Saved entries
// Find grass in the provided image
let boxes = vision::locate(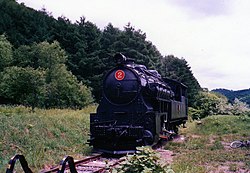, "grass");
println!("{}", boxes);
[165,116,250,173]
[0,106,96,172]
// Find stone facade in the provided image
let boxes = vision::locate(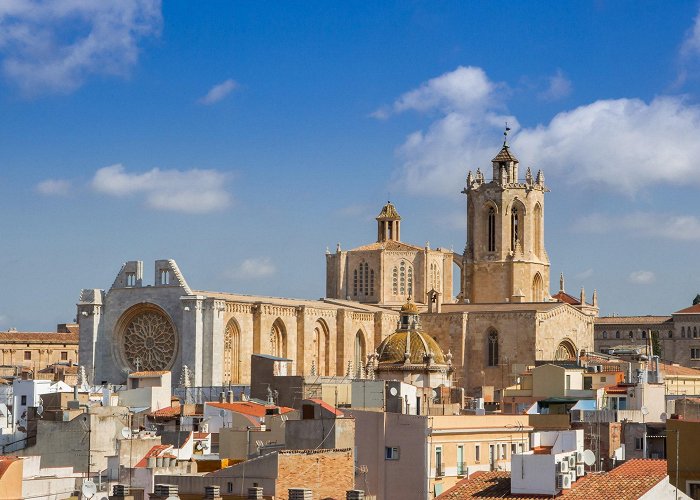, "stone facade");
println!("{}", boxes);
[595,300,700,368]
[459,142,549,303]
[0,325,78,376]
[77,260,398,386]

_WHAT IS NEEDED_
Pick out each line in the data above that includes the word "image", and copy those lines.

_SOLUTION BELOW_
// Find grass in the provided image
// Find stone facade in the provided image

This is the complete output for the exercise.